(Texto em estudo):
⟨
Segundo o Ministério da Saúde, entre 1996 e 2012, cerca de 1500 mulheres morreram em decorrência de abortos de todos os tipos, legais ou ilegais. Porém, esses são dados oficiais. Os números dos que acontecem clandestinamente são muito difíceis de estimar. Calcula-se, no entanto, que, no Brasil, práticas clandestinas tiram a vida de mais de 10 mil pessoas por ano. Se houvesse uma mudança de perspectiva e a prática fosse legalizada e regulamentada, esse número não ultrapassaria 100 ao ano, observa Drezett. “A criminalização é absolutamente ineficaz para reduzir o aborto. Mas é altamente eficiente para matar mulheres”, disse. No mundo, a cada 11 minutos, uma mulher morre por conta de práticas inseguras de abortos realizados na ilegalidade.
O aborto é considerado crime contra a vida humana no código penal brasileiro desde 1940, prevendo, inclusive, detenção de um a três anos para a mulher que o fizer, salvo em caso de violência sexual e risco de morte para mãe. Em 2012, foi votada no Congresso a Arguição de Descumprimento de Preceito Fundamental nº. 54 (ADPF 54), descriminalizando também o aborto em casos de feto anencefálico – descrito ali como “parto antecipado para fim terapêutico”.
O serviço de aborto humanizado para esses casos é disponibilizado gratuitamente pelo Sistema único de Saúde (SUS), mas são poucos os centros com serviço especializado. O médico Olímpio Moraes Filho, da Faculdade de Ciências Médicas de Universidade Federal de Pernambuco (UFPE), conta que um estudo censitário dos serviços de aborto legal no Brasil mostra que dos 68 serviços disponíveis, apenas 36 realizam aborto. “Temos sete Estados brasileiros sem nenhum serviço de abortamento ativo”, ressaltou.
⟩
(Trechos da listagem):
⟨
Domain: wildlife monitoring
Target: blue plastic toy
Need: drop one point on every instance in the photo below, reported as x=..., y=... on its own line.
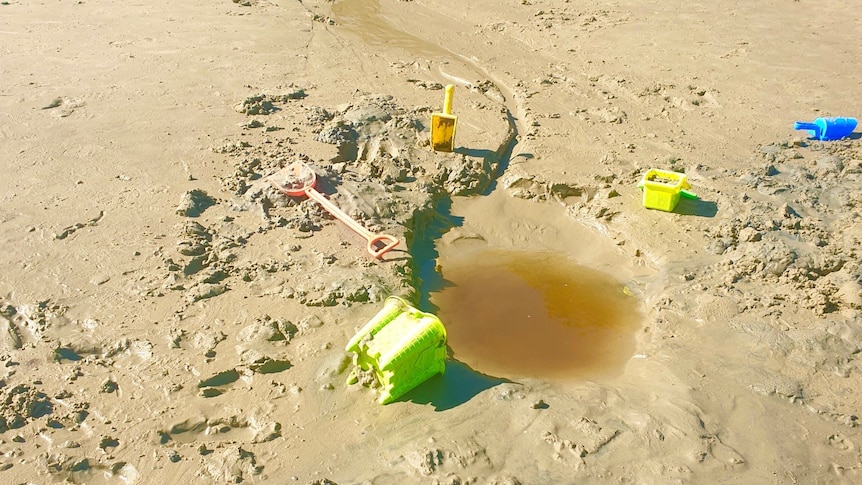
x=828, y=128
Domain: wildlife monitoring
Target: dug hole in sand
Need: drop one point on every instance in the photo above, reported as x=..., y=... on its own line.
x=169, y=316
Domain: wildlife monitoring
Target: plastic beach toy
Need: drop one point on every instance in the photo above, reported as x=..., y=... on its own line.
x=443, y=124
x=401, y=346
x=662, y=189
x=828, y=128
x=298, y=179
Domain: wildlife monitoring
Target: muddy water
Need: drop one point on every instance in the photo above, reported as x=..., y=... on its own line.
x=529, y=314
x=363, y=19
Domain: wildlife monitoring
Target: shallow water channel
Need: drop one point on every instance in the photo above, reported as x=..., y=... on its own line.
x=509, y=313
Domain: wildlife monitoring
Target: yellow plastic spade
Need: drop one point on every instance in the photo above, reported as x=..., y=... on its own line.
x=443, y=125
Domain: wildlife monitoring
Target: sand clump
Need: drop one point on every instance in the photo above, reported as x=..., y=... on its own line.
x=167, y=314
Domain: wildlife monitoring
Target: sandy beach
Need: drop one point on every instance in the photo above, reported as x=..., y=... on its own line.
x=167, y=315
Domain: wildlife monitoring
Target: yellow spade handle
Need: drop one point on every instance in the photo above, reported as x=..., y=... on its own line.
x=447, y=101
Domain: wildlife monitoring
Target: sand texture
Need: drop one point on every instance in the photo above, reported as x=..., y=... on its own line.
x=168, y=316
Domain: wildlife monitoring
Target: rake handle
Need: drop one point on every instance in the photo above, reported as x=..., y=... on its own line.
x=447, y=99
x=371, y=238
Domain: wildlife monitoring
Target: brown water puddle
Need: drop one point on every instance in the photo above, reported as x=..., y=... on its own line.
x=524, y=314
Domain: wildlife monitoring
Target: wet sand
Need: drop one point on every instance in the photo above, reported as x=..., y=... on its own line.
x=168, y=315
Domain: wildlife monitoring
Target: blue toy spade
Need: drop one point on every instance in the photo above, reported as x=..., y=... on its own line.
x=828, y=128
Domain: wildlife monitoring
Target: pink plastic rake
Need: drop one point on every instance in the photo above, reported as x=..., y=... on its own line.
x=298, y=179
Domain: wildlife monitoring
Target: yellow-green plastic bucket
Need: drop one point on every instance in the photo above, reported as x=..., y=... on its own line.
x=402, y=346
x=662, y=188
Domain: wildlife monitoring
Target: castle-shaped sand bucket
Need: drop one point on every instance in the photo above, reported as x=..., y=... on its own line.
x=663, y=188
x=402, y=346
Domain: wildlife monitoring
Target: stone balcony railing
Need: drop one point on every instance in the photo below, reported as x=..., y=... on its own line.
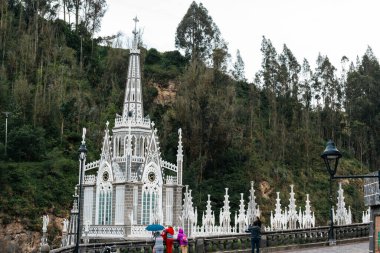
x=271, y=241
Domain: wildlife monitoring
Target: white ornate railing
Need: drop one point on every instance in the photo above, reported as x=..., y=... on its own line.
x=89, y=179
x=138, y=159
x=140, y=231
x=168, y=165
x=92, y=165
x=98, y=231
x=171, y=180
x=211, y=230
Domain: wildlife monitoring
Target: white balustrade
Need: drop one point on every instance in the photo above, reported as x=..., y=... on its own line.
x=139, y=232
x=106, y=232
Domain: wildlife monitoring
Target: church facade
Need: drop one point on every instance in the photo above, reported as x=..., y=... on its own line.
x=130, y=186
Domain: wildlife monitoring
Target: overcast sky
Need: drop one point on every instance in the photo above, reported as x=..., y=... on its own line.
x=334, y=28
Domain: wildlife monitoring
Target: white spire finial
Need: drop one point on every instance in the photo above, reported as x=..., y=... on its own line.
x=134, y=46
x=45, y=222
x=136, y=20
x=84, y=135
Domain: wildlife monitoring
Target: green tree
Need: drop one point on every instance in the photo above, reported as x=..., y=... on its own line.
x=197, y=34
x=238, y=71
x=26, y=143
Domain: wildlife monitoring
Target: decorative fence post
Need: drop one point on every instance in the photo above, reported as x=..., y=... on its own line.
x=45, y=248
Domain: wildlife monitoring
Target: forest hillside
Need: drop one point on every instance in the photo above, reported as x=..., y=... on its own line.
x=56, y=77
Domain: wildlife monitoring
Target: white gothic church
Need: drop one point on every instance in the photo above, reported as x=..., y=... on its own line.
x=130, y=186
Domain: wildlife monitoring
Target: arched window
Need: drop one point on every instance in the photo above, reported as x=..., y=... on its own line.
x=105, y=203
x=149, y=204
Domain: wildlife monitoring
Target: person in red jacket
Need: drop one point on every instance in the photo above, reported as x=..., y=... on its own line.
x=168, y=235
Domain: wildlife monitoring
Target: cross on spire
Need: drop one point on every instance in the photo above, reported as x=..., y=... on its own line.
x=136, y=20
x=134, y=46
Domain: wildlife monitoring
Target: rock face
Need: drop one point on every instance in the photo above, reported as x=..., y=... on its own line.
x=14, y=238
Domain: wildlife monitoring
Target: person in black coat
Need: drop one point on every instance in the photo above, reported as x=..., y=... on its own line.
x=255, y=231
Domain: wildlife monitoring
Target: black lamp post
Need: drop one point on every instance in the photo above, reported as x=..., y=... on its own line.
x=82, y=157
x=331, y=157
⟩
⟨
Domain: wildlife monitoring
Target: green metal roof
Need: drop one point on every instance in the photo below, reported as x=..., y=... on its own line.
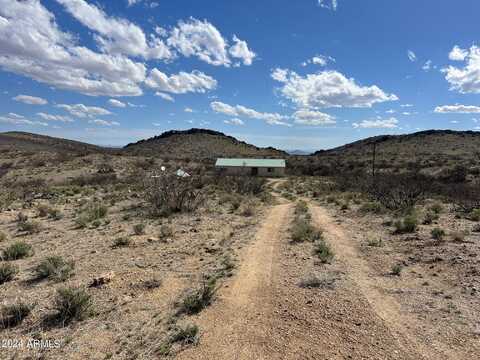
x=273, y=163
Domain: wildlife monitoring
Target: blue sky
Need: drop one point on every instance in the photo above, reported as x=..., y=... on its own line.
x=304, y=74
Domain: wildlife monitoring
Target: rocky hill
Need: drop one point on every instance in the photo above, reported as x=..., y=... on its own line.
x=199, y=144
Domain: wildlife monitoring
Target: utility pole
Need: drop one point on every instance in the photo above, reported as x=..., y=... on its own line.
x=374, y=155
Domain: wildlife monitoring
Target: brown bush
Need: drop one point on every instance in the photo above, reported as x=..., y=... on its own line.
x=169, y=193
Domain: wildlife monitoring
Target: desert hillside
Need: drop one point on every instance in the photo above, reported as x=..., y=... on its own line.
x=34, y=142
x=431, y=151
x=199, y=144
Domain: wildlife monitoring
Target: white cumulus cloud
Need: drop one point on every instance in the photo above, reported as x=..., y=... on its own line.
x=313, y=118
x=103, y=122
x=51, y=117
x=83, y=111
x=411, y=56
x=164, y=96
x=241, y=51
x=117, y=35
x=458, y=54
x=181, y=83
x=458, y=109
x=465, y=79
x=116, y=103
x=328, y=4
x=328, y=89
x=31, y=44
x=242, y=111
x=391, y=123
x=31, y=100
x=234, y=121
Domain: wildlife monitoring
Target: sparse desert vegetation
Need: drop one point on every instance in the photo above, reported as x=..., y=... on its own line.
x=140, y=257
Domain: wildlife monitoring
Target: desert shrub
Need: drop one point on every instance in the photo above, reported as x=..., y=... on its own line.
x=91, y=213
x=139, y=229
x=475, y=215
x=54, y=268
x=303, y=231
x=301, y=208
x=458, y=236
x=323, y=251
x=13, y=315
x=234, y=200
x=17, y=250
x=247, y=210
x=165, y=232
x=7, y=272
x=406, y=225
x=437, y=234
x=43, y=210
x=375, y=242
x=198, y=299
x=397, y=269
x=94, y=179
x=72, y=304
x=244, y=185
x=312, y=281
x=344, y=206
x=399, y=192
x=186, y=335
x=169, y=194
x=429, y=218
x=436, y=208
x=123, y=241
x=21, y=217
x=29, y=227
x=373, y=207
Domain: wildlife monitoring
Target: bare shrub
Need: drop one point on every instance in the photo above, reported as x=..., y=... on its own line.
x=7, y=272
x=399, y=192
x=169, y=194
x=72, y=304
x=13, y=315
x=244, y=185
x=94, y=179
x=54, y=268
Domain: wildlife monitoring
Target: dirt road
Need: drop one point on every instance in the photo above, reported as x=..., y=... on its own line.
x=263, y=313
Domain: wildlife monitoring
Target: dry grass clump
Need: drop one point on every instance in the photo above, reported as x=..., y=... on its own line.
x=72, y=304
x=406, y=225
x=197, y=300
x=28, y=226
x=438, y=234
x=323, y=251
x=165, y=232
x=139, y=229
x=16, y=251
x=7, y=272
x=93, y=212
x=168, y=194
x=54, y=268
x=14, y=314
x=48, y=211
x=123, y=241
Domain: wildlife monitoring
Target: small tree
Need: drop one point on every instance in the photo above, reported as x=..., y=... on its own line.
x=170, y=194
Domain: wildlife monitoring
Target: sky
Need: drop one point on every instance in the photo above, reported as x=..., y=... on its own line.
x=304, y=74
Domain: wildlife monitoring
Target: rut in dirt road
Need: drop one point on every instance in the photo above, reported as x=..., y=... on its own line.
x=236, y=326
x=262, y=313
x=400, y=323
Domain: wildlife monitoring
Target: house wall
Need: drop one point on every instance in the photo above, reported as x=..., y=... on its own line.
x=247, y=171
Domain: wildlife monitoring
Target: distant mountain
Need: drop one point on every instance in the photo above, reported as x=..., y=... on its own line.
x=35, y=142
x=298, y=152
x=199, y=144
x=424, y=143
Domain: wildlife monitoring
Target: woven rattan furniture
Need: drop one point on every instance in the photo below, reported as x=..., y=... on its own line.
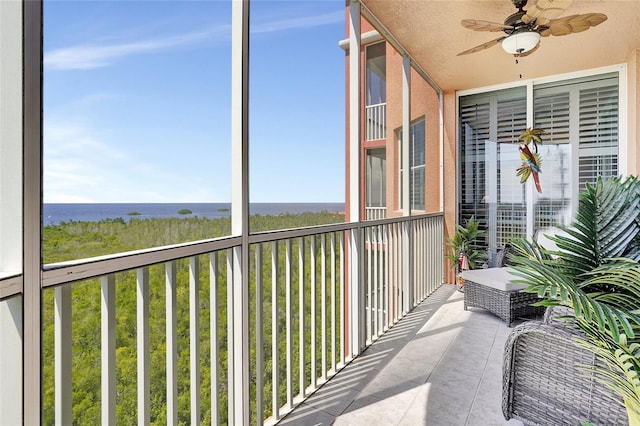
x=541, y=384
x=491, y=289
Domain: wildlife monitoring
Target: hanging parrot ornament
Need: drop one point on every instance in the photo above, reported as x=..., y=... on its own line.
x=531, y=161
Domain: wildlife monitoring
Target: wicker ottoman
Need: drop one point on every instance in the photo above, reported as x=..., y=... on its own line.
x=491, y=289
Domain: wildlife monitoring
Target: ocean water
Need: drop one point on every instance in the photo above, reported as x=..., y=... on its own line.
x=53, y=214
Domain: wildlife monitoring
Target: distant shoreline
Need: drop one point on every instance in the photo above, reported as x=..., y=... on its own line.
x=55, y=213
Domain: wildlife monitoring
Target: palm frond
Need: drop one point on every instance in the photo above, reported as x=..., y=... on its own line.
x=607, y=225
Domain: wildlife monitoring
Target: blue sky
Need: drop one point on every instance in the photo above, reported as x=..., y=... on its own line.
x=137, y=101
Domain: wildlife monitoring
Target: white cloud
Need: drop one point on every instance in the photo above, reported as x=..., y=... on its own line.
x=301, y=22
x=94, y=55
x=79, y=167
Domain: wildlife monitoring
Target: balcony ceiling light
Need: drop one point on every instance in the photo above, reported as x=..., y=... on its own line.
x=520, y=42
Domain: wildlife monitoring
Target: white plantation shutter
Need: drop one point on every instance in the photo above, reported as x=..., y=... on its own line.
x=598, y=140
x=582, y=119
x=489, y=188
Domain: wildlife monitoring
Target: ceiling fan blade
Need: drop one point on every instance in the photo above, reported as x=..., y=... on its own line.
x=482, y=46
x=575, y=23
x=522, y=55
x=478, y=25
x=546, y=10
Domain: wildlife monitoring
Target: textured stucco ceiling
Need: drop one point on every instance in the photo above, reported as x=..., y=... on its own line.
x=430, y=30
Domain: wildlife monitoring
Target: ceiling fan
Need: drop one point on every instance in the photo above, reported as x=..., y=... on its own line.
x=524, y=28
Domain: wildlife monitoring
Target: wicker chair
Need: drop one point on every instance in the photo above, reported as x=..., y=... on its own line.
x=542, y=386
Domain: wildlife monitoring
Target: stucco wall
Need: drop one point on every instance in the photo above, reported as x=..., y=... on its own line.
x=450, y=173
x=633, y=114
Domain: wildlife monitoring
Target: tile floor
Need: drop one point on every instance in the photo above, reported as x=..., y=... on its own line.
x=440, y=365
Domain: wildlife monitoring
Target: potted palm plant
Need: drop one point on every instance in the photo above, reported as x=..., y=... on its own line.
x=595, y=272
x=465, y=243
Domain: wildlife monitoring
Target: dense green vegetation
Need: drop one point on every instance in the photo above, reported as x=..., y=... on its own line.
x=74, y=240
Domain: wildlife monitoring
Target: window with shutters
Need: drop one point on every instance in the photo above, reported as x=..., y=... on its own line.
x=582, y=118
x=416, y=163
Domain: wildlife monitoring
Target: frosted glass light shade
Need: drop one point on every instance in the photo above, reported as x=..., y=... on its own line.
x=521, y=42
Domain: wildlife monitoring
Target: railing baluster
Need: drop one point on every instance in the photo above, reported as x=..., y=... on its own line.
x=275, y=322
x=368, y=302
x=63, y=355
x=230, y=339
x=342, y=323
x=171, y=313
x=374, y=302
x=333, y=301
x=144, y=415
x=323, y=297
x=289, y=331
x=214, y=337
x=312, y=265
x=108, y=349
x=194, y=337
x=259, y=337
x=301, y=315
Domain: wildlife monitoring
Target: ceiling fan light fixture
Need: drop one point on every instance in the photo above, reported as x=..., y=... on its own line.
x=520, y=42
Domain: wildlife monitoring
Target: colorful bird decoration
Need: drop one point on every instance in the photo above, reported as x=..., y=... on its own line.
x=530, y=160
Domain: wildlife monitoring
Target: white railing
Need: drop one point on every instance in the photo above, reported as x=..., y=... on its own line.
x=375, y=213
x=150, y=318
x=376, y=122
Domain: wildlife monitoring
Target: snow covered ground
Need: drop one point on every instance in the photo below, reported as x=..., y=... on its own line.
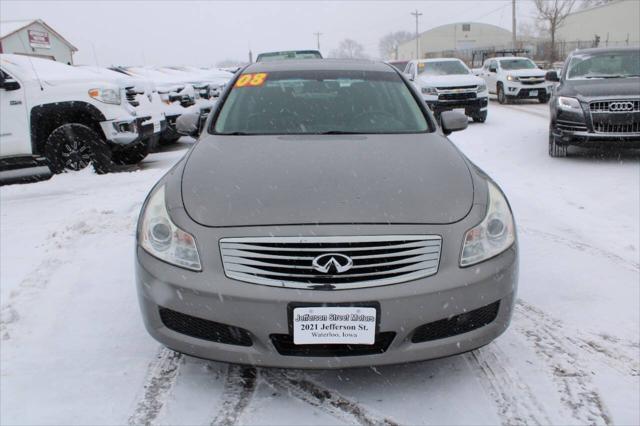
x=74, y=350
⟩
⟨
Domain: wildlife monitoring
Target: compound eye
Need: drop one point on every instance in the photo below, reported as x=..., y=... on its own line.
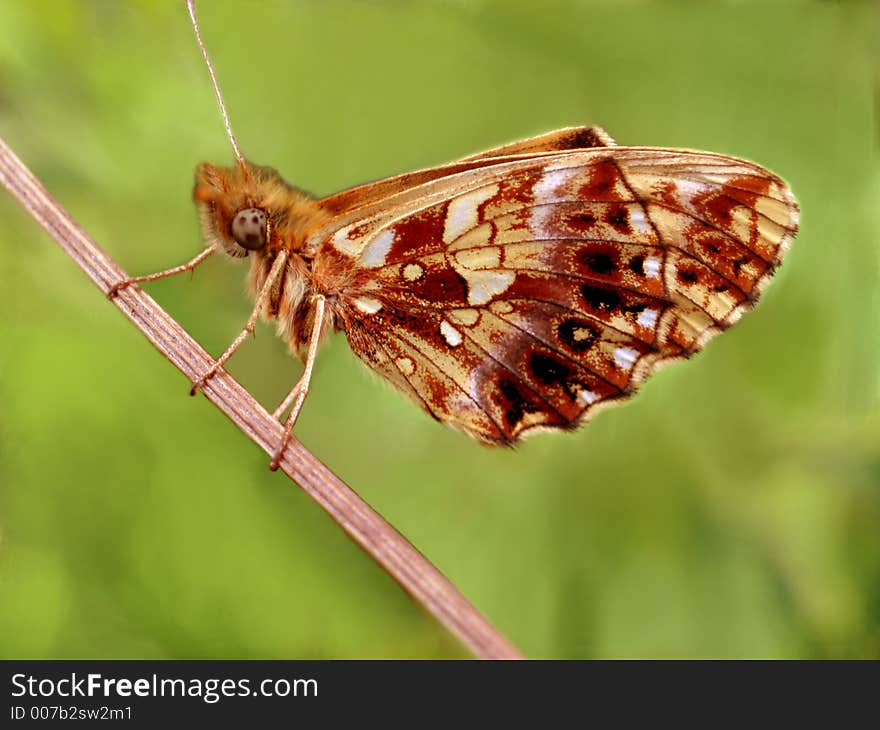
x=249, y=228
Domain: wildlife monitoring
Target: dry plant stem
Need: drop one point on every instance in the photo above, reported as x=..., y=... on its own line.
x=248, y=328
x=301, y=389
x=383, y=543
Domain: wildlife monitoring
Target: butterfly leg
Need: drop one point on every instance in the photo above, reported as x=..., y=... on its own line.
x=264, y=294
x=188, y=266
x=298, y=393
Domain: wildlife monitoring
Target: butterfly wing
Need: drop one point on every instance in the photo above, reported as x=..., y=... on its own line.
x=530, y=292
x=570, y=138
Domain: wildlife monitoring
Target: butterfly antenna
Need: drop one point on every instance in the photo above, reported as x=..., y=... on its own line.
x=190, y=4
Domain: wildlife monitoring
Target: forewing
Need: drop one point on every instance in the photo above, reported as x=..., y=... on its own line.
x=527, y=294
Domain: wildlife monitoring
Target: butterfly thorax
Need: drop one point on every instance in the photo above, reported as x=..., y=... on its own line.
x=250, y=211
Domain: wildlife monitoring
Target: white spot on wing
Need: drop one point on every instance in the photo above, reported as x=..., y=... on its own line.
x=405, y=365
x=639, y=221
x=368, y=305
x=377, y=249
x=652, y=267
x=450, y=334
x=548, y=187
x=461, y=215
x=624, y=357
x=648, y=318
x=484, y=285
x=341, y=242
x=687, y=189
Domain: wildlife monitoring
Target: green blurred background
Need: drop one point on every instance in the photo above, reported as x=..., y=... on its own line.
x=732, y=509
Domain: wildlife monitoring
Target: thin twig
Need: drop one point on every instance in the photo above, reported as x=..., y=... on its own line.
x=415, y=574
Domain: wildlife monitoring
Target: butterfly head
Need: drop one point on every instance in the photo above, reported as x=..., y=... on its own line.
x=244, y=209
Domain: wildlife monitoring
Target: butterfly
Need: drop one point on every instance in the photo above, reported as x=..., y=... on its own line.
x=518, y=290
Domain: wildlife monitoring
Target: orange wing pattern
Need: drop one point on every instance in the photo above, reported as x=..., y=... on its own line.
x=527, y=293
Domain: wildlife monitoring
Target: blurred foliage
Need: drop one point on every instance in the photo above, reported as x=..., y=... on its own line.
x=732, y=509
⟩
(O que fazer): Por favor, copie do texto sobre aborto o trecho começando em "Segundo o Ministério" e terminando em "realizados na ilegalidade.", sem alterar nenhuma palavra.

(Área de resposta):
Segundo o Ministério da Saúde, entre 1996 e 2012, cerca de 1500 mulheres morreram em decorrência de abortos de todos os tipos, legais ou ilegais. Porém, esses são dados oficiais. Os números dos que acontecem clandestinamente são muito difíceis de estimar. Calcula-se, no entanto, que, no Brasil, práticas clandestinas tiram a vida de mais de 10 mil pessoas por ano. Se houvesse uma mudança de perspectiva e a prática fosse legalizada e regulamentada, esse número não ultrapassaria 100 ao ano, observa Drezett. “A criminalização é absolutamente ineficaz para reduzir o aborto. Mas é altamente eficiente para matar mulheres”, disse. No mundo, a cada 11 minutos, uma mulher morre por conta de práticas inseguras de abortos realizados na ilegalidade.